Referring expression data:
============================================================
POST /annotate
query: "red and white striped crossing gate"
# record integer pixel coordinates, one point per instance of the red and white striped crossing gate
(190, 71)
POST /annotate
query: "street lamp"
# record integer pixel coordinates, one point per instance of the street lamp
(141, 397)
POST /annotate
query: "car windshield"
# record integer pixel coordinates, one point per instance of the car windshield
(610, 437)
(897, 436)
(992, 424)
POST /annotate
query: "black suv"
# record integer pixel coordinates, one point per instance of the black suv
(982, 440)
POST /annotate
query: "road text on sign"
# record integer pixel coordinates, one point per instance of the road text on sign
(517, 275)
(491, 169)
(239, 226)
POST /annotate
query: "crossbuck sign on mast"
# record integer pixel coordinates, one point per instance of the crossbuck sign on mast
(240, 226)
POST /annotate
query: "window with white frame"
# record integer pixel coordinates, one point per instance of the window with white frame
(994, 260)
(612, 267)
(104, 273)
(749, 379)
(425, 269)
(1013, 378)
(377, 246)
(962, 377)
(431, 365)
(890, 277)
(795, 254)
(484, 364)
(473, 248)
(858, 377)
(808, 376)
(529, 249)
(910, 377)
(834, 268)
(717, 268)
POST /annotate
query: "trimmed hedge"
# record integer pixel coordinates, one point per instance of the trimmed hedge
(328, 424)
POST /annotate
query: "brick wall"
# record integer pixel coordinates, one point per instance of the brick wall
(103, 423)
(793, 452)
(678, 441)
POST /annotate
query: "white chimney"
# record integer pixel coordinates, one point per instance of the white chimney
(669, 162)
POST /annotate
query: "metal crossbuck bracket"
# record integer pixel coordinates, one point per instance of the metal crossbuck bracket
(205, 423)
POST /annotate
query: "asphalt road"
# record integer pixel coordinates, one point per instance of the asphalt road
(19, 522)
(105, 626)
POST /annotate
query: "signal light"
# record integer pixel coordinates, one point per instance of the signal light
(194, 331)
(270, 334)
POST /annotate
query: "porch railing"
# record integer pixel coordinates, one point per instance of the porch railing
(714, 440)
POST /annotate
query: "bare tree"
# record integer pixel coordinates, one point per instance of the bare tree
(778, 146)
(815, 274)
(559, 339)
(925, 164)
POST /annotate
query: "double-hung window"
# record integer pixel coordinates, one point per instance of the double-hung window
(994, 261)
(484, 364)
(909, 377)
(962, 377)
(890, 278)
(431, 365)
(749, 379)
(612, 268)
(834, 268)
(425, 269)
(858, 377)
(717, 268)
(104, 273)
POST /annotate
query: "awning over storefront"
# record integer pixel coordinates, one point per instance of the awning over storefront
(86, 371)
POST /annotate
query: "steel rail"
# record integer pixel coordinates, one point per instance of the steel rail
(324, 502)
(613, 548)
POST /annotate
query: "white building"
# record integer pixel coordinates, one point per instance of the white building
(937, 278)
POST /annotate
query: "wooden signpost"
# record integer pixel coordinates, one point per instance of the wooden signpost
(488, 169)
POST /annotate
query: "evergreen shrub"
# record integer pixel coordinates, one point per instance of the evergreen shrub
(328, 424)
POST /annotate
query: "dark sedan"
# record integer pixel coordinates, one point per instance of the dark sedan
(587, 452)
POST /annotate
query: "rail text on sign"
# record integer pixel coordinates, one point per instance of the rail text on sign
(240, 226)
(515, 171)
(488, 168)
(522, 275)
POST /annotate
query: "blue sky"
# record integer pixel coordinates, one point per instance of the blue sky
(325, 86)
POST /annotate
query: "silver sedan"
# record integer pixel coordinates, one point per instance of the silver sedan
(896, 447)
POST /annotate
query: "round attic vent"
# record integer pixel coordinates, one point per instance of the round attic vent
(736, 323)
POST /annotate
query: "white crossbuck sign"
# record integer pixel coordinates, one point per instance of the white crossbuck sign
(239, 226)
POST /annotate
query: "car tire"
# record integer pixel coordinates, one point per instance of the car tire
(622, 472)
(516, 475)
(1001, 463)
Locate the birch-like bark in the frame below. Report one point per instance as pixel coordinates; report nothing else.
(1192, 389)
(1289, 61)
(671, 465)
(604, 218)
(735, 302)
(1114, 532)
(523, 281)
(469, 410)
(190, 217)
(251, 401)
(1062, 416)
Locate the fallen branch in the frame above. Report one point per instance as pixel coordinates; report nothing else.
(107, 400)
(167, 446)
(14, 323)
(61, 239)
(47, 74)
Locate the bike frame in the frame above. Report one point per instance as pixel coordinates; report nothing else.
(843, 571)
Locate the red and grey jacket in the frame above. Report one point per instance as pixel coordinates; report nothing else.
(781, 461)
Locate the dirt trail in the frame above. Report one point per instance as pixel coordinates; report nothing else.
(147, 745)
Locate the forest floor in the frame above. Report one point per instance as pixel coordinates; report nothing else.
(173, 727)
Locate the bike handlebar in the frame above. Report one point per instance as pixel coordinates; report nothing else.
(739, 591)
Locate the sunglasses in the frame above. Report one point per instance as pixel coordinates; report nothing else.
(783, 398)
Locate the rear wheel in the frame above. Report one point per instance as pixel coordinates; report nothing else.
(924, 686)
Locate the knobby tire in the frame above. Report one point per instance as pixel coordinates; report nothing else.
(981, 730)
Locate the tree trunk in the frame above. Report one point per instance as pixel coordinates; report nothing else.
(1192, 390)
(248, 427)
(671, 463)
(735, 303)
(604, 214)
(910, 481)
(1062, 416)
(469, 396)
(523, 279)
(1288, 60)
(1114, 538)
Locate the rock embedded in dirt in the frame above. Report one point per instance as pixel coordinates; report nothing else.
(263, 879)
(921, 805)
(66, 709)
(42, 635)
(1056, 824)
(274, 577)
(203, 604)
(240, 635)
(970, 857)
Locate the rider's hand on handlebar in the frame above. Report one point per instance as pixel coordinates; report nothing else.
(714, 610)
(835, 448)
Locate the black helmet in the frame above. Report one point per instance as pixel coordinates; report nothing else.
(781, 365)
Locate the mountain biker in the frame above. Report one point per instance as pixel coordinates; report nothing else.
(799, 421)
============================================================
» **TO DO**
An exact copy of every entry above is the expected answer.

» **ANSWER FOR THE TASK**
POST /annotate
query: "red and white striped crossing gate"
# record integer pixel coordinates, one point per instance of the red and white striped crossing gate
(190, 71)
POST /annotate
query: "street lamp"
# record integer pixel coordinates, one point per instance of the street lamp
(141, 397)
POST /annotate
query: "car windshield"
# record integer pixel coordinates, one point per instance of the car windshield
(610, 437)
(897, 436)
(992, 424)
POST /annotate
query: "black suv"
# record integer pixel coordinates, one point per instance of the black suv
(982, 440)
POST /annotate
query: "road text on sign"
# record integer pixel coordinates, one point per instance of the road text on sign
(517, 275)
(491, 169)
(239, 226)
POST /annotate
query: "crossbuck sign on mast"
# record integer pixel coordinates, one point per instance of the crossbuck sign on mast
(240, 226)
POST /annotate
query: "window with white frame"
# record integer pixel coordinates, one point per instance of the window with white frame
(994, 260)
(612, 267)
(104, 273)
(749, 379)
(425, 269)
(1013, 378)
(377, 246)
(962, 377)
(431, 365)
(890, 277)
(795, 254)
(484, 364)
(473, 248)
(858, 377)
(808, 376)
(529, 249)
(910, 377)
(834, 268)
(717, 268)
POST /annotate
query: "trimmed hedge"
# record integer pixel coordinates, one point per instance of the trimmed hedge
(328, 424)
POST /annotate
query: "brick wall"
# record integer pixel coordinates, one point per instance of the brick wall
(103, 423)
(793, 452)
(678, 441)
POST /annotate
query: "white chimney"
# record integer pixel coordinates, one point per instance of the white chimney
(669, 162)
POST /annotate
query: "metal crossbuck bracket"
# record integer pixel coordinates, one point per instance of the metal crossbuck bracket
(205, 423)
POST /annotate
query: "asphalt road"
# record integer pixel coordinates, one point per instance of the asphalt road
(19, 522)
(105, 626)
POST /annotate
query: "signal light"
# record integer pixel coordinates, one point per instance of the signal light
(194, 331)
(270, 334)
POST /annotate
query: "porch railing"
# record integer pixel coordinates, one point per instance of the porch railing
(714, 440)
POST /annotate
query: "bare tree"
# record integer pixel coordinates, one point per instance of the bare tree
(778, 146)
(815, 274)
(559, 339)
(925, 164)
POST /annotate
query: "double-hung window"
# record integer pixel coordinates, one point per instance of the double-hung window
(994, 261)
(484, 364)
(909, 377)
(962, 377)
(890, 278)
(431, 365)
(749, 379)
(612, 268)
(834, 268)
(425, 269)
(858, 377)
(717, 268)
(104, 273)
POST /annotate
query: "awning over storefront"
# record integer pixel coordinates, one point per instance of the awning over storefront
(86, 371)
POST /annotate
query: "steel rail"
# record integer pixel coordinates, one point per instance of the steel rail
(324, 502)
(613, 548)
POST /annotate
query: "white building"
# record integer pixel coordinates, one point per instance of the white building
(937, 278)
POST /annotate
query: "wooden signpost"
# record integer pixel coordinates, one point per instance of the wooden signpost
(488, 169)
POST /annotate
query: "evergreen shrub"
# record integer pixel coordinates, one point per instance of the evergreen shrub
(328, 424)
POST /annotate
query: "dark sedan"
# record integer pixel coordinates, one point per instance of the dark sedan
(587, 452)
POST /annotate
query: "rail text on sign"
# record integer pixel coordinates, one point per instance of the rail text on sign
(240, 226)
(515, 171)
(488, 168)
(522, 275)
POST /annotate
query: "blue sky"
# record integer pixel coordinates, one point per instance of the blue sky
(325, 86)
POST /annotate
query: "silver sedan"
# record integer pixel coordinates, one point per instance of the silver sedan
(896, 447)
POST /annotate
query: "round attic vent"
# record integer pixel coordinates, one point per instance of the round attic vent
(736, 323)
POST /annotate
query: "white crossbuck sign"
# record integer pixel coordinates, one point per instance of the white crossbuck sign
(239, 226)
POST /annotate
query: "car tire"
# record integer pixel coordinates, one point per instance of the car tire
(622, 472)
(516, 475)
(1001, 463)
Locate the birch-like bark in the frame below. Report one point per instance as pixel coordinates; report nothing else.
(1192, 389)
(1289, 61)
(671, 465)
(604, 218)
(735, 302)
(1114, 532)
(523, 281)
(469, 410)
(190, 217)
(251, 401)
(1062, 416)
Locate the fallen branch in the frame above. Report one point per instance as pixel coordinates; report nothing else.
(107, 400)
(167, 446)
(14, 323)
(61, 239)
(47, 74)
Locate the bike frame in the frame above. Report one point per instance as pixel coordinates; report nothing else.
(843, 571)
Locate the red and grey jacket in the frame above. Report one point per instance as pixel coordinates; report nothing else.
(781, 461)
Locate the dirt trail in the frame above. Report one point per instance as pixel coordinates; report nothing else.
(147, 745)
Locate the forest floor in the frame above. Report one point per instance as pixel coordinates; report nothing else.
(173, 727)
Locate the bike handlebar in the frame above. Report one point per instance as pixel coordinates; report nothing else.
(739, 591)
Locate the sunglasses in the frame above. Report one point per instance as pixel coordinates; report nothing else.
(783, 398)
Locate the rear wheel in the frame above. Report one point per instance as pixel coordinates; report nothing else.
(924, 686)
Locate the knobby tire in the frame above. Report one point per instance as pixel coordinates; report nothing else.
(981, 730)
Locate the tree trunk in the frame above. Report one point per instance as pixel coordinates; report nothing else.
(1192, 390)
(248, 427)
(671, 463)
(735, 303)
(604, 214)
(910, 481)
(1062, 416)
(469, 396)
(523, 279)
(1288, 60)
(1114, 538)
Locate the rock embedded in dirt in the frame above. Report one point per instance as pixel coordinates; report nothing else.
(263, 879)
(921, 805)
(66, 709)
(42, 635)
(1056, 824)
(274, 577)
(203, 604)
(240, 635)
(970, 857)
Locate the rider's hand on handlebar in the frame above. Report one point per instance as pixel coordinates; report nothing else.
(714, 610)
(835, 448)
Locate the black helmet in the frame above. Report one point per instance as pixel coordinates; report nothing else.
(781, 365)
Locate the mountain biker in the frame above. Report one point per instance as pixel coordinates; report nothing else.
(799, 421)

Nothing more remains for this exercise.